--- Start of Given data ---

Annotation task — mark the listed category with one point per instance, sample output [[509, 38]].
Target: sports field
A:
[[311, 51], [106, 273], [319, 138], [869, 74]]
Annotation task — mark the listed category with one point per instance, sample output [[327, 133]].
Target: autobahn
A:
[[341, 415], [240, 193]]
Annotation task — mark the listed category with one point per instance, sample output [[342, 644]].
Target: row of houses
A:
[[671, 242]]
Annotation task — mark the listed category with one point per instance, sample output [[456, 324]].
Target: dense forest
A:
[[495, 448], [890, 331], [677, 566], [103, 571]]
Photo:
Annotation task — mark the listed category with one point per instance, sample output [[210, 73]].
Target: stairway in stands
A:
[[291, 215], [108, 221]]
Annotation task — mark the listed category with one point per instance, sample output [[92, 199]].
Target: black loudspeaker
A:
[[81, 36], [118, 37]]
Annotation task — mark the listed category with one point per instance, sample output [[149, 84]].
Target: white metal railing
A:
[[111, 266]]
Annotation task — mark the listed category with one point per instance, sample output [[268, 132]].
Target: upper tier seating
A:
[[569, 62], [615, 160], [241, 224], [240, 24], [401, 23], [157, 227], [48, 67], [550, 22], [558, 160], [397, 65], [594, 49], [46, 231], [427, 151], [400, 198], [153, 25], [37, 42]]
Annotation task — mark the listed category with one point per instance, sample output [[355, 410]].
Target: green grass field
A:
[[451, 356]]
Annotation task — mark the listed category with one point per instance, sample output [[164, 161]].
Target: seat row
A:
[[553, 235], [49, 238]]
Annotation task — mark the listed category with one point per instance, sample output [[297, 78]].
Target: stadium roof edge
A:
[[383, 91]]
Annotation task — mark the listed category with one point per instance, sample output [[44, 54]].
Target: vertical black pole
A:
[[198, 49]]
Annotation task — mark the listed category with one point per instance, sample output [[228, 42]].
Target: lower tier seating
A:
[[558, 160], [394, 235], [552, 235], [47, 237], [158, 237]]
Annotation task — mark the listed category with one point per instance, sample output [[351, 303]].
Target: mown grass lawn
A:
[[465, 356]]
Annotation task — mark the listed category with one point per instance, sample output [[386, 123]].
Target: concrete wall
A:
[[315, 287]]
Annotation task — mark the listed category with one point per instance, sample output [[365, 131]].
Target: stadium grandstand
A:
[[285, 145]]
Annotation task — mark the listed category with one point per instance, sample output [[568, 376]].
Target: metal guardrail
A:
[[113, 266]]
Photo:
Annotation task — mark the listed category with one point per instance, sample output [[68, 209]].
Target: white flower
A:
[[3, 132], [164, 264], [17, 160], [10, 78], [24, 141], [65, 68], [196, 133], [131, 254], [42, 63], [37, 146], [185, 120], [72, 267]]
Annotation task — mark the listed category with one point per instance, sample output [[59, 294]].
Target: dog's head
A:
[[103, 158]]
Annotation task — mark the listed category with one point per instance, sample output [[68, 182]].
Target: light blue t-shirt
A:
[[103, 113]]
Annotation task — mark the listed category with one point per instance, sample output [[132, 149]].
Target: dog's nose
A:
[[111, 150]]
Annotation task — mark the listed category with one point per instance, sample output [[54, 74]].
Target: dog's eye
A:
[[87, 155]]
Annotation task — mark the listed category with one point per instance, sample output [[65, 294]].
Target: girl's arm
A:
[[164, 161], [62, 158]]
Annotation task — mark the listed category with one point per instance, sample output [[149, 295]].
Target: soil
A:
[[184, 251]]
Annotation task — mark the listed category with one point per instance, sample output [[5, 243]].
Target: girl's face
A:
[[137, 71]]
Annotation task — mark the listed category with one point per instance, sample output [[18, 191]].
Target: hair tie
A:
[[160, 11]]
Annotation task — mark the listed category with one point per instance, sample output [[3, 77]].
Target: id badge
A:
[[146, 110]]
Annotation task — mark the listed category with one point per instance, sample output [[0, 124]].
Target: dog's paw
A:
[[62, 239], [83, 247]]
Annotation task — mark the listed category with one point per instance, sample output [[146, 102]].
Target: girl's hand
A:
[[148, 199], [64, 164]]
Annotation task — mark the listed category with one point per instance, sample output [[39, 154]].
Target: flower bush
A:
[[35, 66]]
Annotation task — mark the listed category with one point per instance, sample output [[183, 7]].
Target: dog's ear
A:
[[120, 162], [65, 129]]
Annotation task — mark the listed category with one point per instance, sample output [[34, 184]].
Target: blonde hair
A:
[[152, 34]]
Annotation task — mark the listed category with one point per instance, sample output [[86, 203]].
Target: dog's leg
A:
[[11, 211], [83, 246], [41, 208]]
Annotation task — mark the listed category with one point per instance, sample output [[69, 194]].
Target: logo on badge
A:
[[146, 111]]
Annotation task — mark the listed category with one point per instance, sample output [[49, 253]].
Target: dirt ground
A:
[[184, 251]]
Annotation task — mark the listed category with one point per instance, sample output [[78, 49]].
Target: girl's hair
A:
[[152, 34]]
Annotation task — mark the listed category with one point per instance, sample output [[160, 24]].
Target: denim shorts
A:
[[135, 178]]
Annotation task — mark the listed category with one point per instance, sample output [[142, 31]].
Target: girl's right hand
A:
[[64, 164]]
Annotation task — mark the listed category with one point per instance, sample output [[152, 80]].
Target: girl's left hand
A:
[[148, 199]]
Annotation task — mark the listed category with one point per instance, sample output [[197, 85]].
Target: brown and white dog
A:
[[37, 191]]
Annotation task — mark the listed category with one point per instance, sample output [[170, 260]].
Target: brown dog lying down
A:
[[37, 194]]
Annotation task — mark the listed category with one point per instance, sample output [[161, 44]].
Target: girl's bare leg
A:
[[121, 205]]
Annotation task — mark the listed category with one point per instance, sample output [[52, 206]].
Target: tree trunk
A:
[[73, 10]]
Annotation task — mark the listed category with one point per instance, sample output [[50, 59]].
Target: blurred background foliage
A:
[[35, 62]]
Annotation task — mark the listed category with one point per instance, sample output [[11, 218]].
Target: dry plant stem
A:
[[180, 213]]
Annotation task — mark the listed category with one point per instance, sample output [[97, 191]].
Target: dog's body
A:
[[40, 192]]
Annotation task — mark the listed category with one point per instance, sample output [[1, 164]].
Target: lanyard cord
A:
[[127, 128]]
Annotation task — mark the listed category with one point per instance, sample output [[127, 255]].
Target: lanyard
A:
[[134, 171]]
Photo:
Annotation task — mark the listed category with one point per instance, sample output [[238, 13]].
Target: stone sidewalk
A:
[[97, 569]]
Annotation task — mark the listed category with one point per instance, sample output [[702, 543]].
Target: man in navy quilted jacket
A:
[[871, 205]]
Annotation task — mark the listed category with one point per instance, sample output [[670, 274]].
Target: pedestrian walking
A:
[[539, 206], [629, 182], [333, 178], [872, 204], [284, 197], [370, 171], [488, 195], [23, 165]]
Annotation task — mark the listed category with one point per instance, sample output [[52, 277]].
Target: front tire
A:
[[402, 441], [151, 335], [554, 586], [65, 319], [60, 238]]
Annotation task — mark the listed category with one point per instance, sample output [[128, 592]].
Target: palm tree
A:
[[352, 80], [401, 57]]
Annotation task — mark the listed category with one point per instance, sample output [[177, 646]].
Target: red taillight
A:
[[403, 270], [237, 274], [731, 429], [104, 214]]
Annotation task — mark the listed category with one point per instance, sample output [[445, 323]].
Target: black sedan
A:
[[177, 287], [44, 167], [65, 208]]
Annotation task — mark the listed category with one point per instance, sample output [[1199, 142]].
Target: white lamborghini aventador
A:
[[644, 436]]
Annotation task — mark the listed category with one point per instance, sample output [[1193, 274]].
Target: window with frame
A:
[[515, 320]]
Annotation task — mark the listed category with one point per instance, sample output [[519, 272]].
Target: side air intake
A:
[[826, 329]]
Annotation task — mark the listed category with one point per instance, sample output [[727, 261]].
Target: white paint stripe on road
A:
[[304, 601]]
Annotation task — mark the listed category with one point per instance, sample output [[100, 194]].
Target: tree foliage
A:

--- End of Given data ---

▸ Exercise instructions:
Rewrite only the lines from the one containing "output [[702, 543]]." through the one containing "[[871, 205]]", changing "navy" to "dark blue" and leaving everything else as it is.

▸ Answer below:
Annotation task — mark the listed category with one point per instance, sample output [[702, 543]].
Target: man in dark blue quilted jacket
A:
[[871, 205]]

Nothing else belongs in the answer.